From the entries below, pull out each line that contains the string "every", and copy those lines. The match is case-sensitive.

(Dataset excerpt)
────────

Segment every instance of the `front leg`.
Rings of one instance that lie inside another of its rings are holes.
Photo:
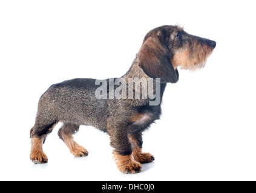
[[[126,174],[140,172],[142,165],[133,157],[133,147],[128,139],[126,127],[119,125],[113,126],[108,130],[117,168]]]
[[[154,156],[149,153],[142,152],[142,134],[141,132],[130,133],[129,140],[133,145],[133,155],[134,159],[141,163],[152,162],[155,160]]]

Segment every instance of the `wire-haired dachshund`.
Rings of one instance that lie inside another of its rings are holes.
[[[88,152],[74,140],[73,134],[80,125],[92,125],[110,135],[121,172],[140,172],[141,163],[154,160],[142,151],[142,133],[160,118],[166,84],[178,81],[179,66],[203,68],[215,46],[215,42],[189,34],[179,26],[162,26],[148,33],[130,69],[120,78],[99,84],[95,79],[77,78],[52,85],[39,100],[30,131],[31,160],[47,163],[42,145],[62,122],[59,136],[74,156],[87,156]]]

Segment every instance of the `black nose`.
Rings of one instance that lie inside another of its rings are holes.
[[[210,40],[206,40],[205,42],[208,45],[214,48],[214,49],[216,47],[216,42]]]

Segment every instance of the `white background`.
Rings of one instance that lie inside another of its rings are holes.
[[[0,180],[255,180],[256,62],[254,1],[1,1]],[[29,159],[29,133],[41,95],[74,78],[119,77],[146,33],[179,24],[212,39],[204,69],[180,70],[168,84],[163,113],[144,134],[155,156],[137,174],[123,174],[109,137],[80,127],[89,151],[75,158],[57,135]]]

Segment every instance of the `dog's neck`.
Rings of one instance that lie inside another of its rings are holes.
[[[142,78],[145,78],[148,79],[149,78],[146,74],[145,74],[143,69],[139,66],[139,58],[138,54],[136,55],[136,57],[135,58],[133,62],[133,64],[131,65],[129,71],[122,77],[122,78],[124,78],[125,79],[128,79],[129,78],[138,78],[139,79]]]

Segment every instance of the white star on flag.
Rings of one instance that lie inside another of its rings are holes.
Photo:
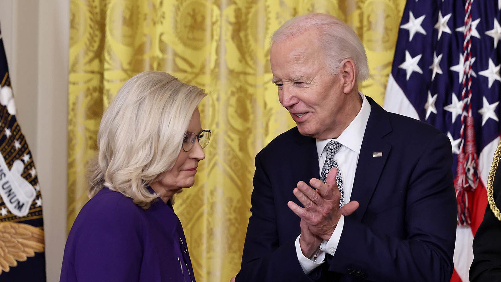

────────

EXPECTED ANSWER:
Segment every instance of the `front leg`.
Segment every instance of the `wire-haired dachshund`.
Segment every instance of the `black nose`.
Segment every instance of the `white background`.
Segment every instance of the `dog's neck`.
Segment every instance of the white star on flag.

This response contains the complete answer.